(Exercise text):

★ ★ ★ ★ ★

The invention of the computer is one of the most technical inventions throughout
history. As what was shared by the reporters last time, the first computer was as
huge as a room then as it evolved through time, it became smaller and smaller. And
today, in our generation we have the laptops, the netbooks, the tablets, and even
our handy smartphones. Aside from that, the cost of such computers also evolved.
The oldest ones were the most expensive and recent ones were the less expensive.

We are truly blessed today. The ancient people who started the invention of the
computers were so awesome! They placed their hearts and lives in the discovery of
such device. They were truly amazing! Our lives today are much more convenient
because of the invention of the computers. As a teacher, work has become less, the
preparation of the IM has become easier, the reports and other visuals needed in
the classroom structuring has become much easier to accomplish. The students
today present their reports in an easier way. I still could remember my high school
days when the computers were scarce, we had to do more hand work. Researching
for information on our topics will confine us to the libraries for hours and would
even take days to accomplish just to search for right books as resources. But today,
it only need one touch to google whatever inquiry that we need. Moreover, the
bookings during travels only need minutes by the use of smartphones. The
hospitals have also benefited a lot. Computerized instruments have contributed a
lot to save lives. Transportations today especially in the developed countries are
computer operated. Computers are everywhere. It seems that we will be
handicapped without it. Oh how it greatly helped us and affect our daily lives!

★ ★ ★ ★ ★

(Work to complete):
a: In the text on the invention of the computer, how big was the first computer?
b: Carry on the text about the invention of the computer, starting after its final sentence.
The lines that follow have nothing to do with the text on the invention of the computer.

(Records):
★ ★ ★ ★ ★

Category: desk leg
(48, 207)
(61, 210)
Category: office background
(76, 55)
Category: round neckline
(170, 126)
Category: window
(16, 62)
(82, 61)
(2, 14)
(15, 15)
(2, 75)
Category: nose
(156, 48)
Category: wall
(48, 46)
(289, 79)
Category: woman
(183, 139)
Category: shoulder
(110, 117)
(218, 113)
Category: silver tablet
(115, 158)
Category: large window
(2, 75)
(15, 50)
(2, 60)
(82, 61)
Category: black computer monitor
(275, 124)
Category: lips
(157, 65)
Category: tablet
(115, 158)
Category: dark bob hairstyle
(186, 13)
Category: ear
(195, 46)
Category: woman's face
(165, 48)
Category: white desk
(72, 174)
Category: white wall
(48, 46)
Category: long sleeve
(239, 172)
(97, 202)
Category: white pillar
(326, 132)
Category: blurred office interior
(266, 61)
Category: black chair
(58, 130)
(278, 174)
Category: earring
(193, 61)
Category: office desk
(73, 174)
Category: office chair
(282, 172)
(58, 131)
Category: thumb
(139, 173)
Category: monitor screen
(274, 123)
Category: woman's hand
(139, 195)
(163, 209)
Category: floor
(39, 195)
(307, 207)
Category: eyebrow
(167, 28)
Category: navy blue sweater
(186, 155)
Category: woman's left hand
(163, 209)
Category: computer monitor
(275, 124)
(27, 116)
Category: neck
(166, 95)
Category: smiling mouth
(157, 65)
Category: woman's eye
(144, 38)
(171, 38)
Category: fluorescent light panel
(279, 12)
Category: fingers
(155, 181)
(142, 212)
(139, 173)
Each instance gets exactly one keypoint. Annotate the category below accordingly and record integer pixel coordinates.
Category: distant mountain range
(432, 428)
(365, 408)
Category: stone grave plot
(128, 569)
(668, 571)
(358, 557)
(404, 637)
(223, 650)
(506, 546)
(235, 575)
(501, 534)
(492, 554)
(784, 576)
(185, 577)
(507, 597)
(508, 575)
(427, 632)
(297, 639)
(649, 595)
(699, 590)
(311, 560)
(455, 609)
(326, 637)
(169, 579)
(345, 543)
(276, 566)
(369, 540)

★ ★ ★ ★ ★

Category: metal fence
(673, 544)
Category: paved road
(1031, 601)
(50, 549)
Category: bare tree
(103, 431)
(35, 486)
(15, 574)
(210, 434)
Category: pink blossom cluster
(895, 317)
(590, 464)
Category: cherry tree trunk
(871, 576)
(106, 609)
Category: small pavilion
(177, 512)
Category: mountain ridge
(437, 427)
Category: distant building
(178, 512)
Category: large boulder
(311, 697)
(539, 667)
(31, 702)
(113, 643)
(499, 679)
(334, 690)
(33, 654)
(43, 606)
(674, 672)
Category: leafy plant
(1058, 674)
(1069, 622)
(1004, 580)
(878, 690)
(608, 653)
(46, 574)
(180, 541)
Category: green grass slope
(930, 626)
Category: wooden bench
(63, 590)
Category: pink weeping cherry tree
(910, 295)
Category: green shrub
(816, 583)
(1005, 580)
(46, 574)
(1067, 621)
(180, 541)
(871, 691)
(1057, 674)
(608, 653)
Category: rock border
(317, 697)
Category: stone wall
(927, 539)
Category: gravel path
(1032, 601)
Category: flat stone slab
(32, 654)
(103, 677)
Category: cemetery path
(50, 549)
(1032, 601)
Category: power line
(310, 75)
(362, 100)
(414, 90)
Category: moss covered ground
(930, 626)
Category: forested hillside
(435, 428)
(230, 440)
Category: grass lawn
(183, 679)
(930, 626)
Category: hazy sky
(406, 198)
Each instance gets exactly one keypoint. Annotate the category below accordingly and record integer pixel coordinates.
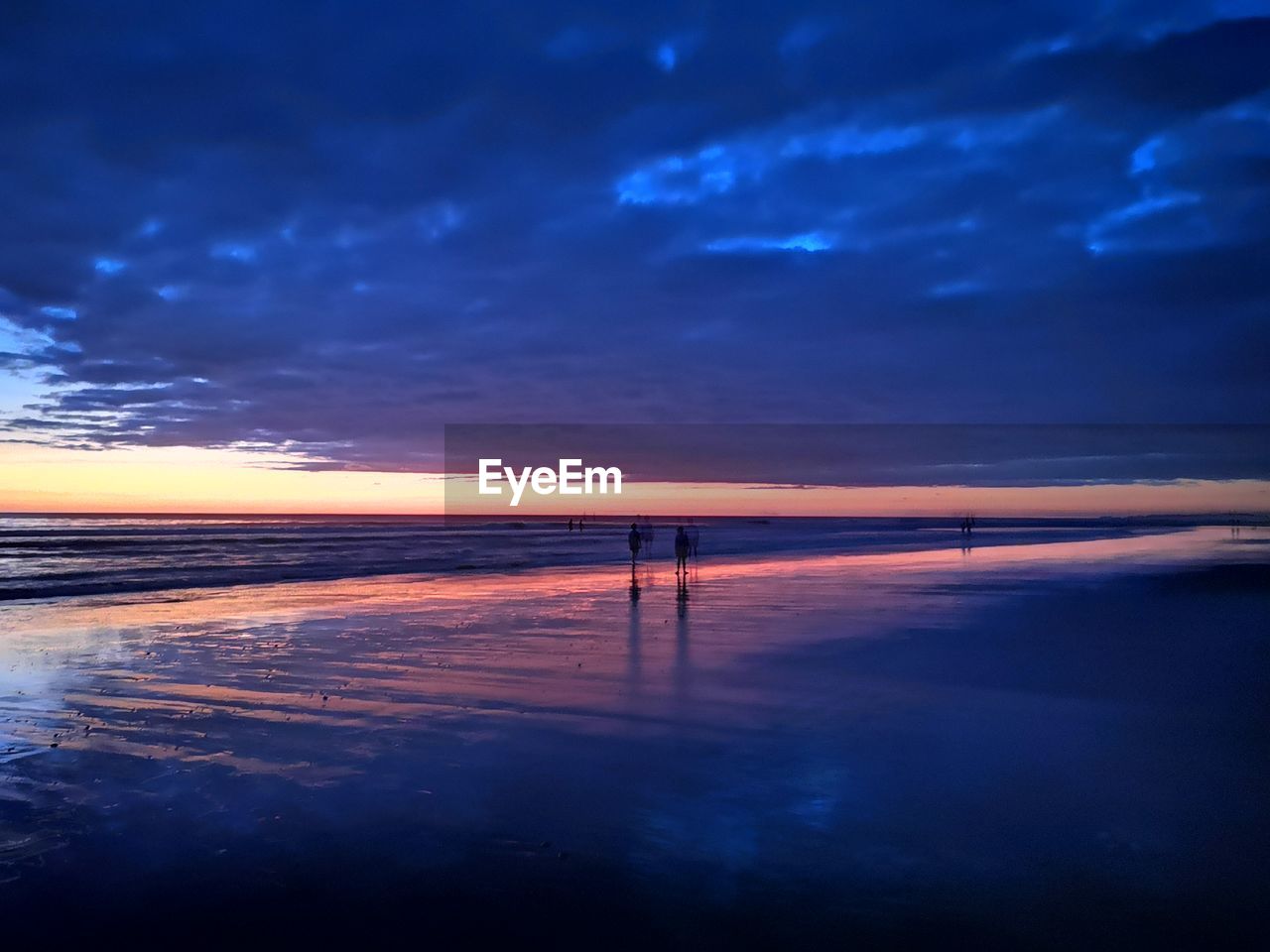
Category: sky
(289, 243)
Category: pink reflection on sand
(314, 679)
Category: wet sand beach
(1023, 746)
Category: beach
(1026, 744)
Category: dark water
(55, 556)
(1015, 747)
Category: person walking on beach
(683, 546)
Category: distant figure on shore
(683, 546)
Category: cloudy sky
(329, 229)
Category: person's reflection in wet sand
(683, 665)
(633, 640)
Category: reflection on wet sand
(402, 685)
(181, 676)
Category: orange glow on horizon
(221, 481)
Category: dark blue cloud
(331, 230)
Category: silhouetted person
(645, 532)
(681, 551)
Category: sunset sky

★ ★ ★ ★ ★

(Responses in order):
a: It was as huge as a room.

b:
However, my greatest concern nowadays is the invention of the Artificial
Intelligences or the AIs. Somehow I feel weird about it. Questions like, what will
people do when we will be surrounded by these AIs? It seems to me that the time
will come that we will be very dependent on them. There was one video that I saw
on youtube where a certain store uses AIs to do the manual labor of men and the
inventor said that one day, people will no longer do the cashiering in the stores
because they will be replaced by AIs. It seems fascinating to hear at first but it
makes me feel worried because if that will be the case, what will the human beings
do. What if someday, we will be totally replaced by the AIs?

Humans are amazingly made by God. We are capable of inventing something

wonderful. We must ponder, that yes, the Lord has given us the free will to decide
on what we need to decide with the life that he gave us. I think we should take time
to think about the motives that we have in our hearts before we do something
whether in little things or in great things. Why are we doing such thing? Is it out of
need or greed? After all these amazing, fascinating, and awesome inventions I still
would want to end in prayer and ask for guidance to the author of our lives, the
creator of all things, the beginning and the end and say, thy will be done dear Lord!